- _GIVEN EXERCISE_:
Can you repeat the records from the beginning through the line containing "[(518, 196), (28, 249)]", inclusive, requests and all, adding 73 to every coordinate in the answers? Leave the pictures out.

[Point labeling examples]
-- start --
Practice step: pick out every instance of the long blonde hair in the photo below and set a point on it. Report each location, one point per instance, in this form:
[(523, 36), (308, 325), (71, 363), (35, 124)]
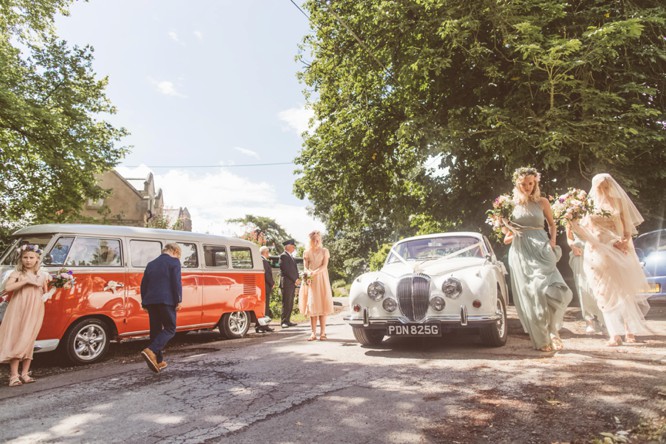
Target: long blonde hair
[(518, 196), (28, 249)]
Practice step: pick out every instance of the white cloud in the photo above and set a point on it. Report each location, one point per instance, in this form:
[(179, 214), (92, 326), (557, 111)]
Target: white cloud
[(247, 152), (215, 196), (174, 36), (167, 88), (296, 118)]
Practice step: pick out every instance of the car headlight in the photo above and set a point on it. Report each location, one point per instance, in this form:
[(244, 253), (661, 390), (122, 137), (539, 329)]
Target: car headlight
[(390, 305), (452, 288), (437, 303), (376, 291)]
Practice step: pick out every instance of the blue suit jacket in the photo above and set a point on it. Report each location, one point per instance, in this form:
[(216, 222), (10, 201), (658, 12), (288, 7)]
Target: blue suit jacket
[(161, 282)]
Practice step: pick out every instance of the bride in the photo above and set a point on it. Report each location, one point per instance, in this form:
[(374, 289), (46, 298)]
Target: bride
[(610, 262)]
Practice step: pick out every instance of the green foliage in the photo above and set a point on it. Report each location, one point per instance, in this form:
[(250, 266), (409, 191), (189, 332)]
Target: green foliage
[(425, 108), (263, 231), (53, 139)]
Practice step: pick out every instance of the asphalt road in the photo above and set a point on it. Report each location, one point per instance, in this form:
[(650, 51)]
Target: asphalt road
[(279, 388)]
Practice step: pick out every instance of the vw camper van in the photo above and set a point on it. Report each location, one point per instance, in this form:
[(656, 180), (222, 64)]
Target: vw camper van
[(223, 284)]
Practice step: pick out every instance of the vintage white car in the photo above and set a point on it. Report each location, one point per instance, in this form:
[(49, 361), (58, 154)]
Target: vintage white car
[(430, 285)]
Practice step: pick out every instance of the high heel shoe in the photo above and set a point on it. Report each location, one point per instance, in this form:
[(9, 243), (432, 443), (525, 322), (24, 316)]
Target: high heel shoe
[(27, 379)]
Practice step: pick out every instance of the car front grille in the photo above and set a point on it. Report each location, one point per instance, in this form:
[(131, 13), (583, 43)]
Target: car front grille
[(413, 296)]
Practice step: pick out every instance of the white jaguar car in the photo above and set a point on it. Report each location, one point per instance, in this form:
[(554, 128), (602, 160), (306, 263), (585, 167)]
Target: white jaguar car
[(431, 285)]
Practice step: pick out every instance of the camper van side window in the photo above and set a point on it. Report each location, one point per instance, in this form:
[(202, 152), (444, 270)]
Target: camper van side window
[(241, 257), (59, 251), (216, 256), (188, 256), (94, 252), (143, 252)]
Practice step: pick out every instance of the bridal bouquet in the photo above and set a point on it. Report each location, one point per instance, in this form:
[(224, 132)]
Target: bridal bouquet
[(502, 209), (63, 278), (572, 205), (306, 277)]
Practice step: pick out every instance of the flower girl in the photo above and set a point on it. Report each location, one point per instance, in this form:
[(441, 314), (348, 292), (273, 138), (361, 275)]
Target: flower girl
[(24, 315)]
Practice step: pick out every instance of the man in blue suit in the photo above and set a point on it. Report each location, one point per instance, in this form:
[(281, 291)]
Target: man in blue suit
[(161, 296)]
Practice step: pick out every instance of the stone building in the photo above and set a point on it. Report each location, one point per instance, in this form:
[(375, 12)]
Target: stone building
[(134, 202)]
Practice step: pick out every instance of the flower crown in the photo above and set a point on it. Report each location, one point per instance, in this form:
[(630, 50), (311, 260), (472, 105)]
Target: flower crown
[(526, 171), (27, 247)]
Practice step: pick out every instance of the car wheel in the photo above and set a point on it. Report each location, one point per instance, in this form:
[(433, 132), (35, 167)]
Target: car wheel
[(87, 341), (495, 334), (234, 325), (368, 337)]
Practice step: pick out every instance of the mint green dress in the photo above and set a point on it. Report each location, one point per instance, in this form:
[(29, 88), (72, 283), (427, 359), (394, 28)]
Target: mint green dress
[(539, 292)]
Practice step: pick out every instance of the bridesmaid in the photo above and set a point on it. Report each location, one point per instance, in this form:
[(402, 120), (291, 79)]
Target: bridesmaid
[(24, 315), (315, 296), (540, 293)]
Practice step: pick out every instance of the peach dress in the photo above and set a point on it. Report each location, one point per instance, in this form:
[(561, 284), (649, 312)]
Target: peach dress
[(22, 321), (316, 299)]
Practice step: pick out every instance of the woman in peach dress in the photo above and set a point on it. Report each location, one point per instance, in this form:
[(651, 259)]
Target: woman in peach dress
[(315, 298), (24, 315)]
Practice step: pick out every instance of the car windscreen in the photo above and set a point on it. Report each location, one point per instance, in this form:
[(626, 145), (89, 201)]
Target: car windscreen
[(10, 255), (436, 248)]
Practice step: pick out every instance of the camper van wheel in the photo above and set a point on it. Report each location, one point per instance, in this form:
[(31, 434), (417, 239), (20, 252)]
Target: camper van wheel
[(87, 341), (234, 325)]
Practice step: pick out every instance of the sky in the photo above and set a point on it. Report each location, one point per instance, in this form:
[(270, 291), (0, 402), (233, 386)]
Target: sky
[(208, 91)]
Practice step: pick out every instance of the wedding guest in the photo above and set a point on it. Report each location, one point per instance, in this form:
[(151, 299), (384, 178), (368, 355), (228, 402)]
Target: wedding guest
[(610, 262), (540, 293), (288, 282), (269, 282), (161, 296), (24, 315), (315, 296), (588, 305)]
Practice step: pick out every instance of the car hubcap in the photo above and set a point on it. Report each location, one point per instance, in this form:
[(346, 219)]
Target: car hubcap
[(89, 342)]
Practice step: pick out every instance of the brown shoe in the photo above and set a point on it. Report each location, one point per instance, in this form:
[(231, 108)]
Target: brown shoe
[(150, 359)]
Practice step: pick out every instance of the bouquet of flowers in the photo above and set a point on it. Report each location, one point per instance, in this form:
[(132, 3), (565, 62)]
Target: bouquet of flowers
[(306, 277), (503, 206), (63, 278), (572, 205)]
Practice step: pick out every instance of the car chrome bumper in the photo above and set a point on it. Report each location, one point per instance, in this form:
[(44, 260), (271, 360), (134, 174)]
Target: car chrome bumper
[(462, 319), (264, 321), (46, 345)]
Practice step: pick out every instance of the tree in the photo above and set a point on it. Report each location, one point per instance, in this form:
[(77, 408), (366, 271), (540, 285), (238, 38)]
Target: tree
[(262, 231), (424, 108), (53, 139)]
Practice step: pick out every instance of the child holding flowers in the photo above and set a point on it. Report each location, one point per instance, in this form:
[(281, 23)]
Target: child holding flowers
[(24, 315)]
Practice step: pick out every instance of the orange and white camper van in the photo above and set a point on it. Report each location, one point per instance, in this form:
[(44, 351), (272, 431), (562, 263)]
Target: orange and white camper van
[(223, 284)]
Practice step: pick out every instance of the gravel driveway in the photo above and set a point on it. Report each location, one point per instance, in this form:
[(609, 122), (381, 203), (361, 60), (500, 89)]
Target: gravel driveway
[(282, 389)]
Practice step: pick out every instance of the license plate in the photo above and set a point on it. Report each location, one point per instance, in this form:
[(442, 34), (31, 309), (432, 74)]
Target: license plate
[(413, 330), (654, 288)]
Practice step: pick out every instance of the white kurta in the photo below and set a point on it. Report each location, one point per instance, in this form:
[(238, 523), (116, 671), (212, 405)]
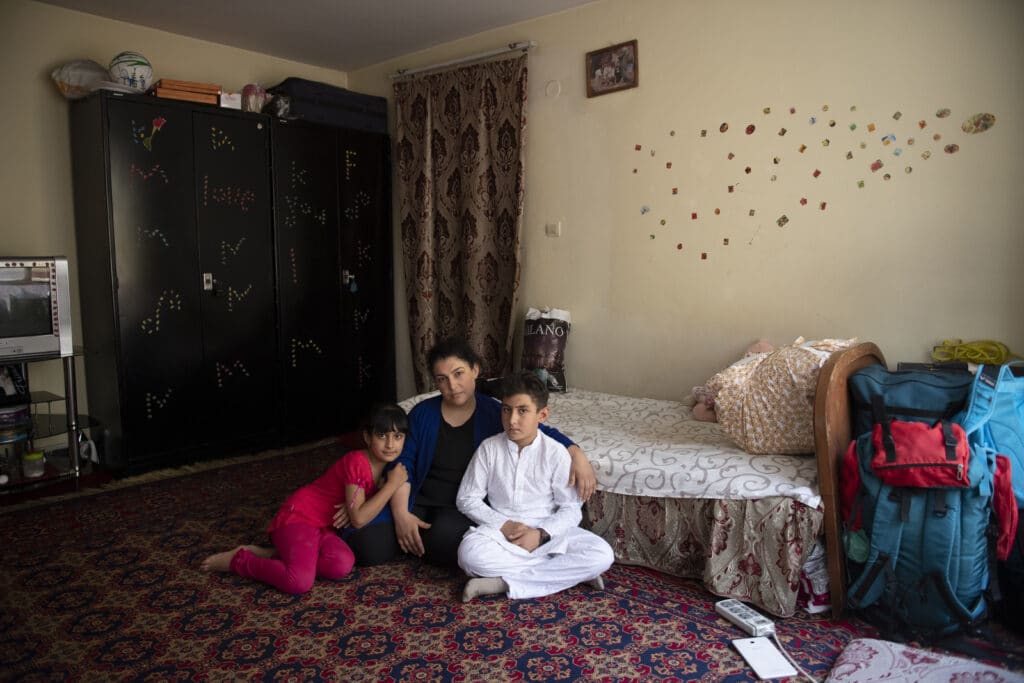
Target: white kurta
[(529, 486)]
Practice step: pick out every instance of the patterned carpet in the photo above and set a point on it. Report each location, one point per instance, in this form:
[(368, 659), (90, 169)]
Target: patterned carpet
[(104, 587)]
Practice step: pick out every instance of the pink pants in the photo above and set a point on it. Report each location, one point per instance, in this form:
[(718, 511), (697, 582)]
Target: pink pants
[(304, 553)]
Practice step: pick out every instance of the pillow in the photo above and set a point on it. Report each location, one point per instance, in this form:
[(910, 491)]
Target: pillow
[(545, 334), (765, 402)]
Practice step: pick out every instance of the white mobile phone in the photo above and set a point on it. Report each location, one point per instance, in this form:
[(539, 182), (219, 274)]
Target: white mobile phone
[(764, 657)]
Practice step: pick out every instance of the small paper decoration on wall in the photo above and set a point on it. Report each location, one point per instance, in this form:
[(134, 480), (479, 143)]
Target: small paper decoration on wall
[(813, 162), (155, 402), (979, 123)]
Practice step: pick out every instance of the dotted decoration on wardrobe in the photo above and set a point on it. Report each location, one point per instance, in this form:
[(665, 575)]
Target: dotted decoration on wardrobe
[(299, 345), (350, 156), (227, 195), (155, 402), (145, 175), (137, 132), (233, 296), (139, 135), (224, 372), (364, 254), (169, 299), (297, 207), (359, 317), (228, 250), (220, 140), (300, 176), (360, 201), (365, 372), (155, 233)]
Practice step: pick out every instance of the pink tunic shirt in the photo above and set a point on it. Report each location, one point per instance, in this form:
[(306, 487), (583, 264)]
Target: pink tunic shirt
[(314, 503)]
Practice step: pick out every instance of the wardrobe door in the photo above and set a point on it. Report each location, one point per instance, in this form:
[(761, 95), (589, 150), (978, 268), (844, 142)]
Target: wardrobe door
[(368, 318), (157, 273), (236, 255), (305, 180)]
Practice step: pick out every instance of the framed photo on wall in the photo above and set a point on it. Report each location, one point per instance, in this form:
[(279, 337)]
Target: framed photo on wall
[(612, 69)]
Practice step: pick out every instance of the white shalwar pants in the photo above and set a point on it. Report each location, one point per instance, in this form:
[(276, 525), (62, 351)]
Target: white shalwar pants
[(573, 557)]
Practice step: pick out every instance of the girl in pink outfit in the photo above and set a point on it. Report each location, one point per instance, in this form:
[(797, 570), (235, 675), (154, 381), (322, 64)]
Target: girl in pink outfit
[(305, 543)]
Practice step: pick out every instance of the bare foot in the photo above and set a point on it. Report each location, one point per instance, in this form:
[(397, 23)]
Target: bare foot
[(219, 561), (477, 587)]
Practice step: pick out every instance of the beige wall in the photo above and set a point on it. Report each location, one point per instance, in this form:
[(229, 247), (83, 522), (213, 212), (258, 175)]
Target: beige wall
[(35, 168), (906, 262)]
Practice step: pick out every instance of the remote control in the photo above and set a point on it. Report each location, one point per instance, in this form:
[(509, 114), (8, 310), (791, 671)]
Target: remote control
[(747, 619)]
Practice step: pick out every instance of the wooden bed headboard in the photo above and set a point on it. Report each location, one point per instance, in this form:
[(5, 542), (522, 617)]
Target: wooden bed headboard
[(832, 436)]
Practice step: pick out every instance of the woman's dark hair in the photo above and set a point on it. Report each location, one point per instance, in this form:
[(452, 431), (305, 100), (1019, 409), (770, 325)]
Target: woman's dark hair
[(453, 347), (385, 418)]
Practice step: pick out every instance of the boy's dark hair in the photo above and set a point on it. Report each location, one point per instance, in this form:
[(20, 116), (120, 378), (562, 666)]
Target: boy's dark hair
[(453, 347), (384, 418), (527, 383)]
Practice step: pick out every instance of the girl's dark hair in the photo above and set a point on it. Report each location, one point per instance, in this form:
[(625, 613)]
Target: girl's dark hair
[(385, 418), (453, 347)]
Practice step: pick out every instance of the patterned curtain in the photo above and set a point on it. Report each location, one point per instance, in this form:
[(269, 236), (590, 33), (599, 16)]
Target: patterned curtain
[(460, 142)]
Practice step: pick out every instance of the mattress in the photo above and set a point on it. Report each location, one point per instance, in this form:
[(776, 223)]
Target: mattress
[(647, 446), (654, 447)]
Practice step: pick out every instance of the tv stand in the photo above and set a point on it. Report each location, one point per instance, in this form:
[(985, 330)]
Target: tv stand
[(49, 425)]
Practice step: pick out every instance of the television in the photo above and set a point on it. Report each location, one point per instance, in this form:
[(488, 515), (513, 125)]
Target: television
[(35, 307)]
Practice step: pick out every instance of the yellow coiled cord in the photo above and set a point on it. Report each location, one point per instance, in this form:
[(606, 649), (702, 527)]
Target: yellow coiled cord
[(983, 351)]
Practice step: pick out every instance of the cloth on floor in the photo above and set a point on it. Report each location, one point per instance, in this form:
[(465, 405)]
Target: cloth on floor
[(868, 659)]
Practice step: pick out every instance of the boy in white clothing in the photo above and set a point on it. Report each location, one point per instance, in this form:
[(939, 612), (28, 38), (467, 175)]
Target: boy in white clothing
[(526, 542)]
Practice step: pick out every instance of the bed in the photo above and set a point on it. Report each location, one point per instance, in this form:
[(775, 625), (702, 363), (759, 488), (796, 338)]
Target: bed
[(677, 496)]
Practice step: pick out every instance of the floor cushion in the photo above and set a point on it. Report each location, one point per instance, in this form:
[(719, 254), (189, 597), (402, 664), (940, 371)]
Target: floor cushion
[(866, 659)]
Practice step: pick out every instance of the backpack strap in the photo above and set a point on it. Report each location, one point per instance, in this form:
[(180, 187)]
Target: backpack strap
[(982, 399), (886, 531)]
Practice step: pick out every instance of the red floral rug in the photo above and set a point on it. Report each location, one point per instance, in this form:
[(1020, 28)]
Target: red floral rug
[(105, 587)]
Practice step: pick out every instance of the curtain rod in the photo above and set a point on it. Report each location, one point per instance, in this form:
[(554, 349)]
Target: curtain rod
[(511, 47)]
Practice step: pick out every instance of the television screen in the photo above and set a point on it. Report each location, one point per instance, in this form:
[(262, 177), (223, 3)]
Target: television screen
[(25, 302)]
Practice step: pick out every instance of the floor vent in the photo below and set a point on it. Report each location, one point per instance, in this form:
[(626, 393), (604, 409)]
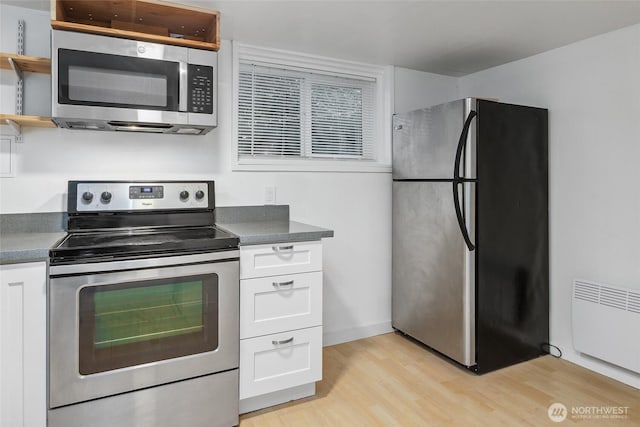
-- end --
- _EXERCISE RESPONSE_:
Practice step: pick out every instance of the long blonde hair in the photo below and set a point on it. Report each location, one point per instance, in this form:
[(523, 36), (308, 325), (71, 363), (35, 124)]
Target: long blonde hair
[(591, 269), (101, 322)]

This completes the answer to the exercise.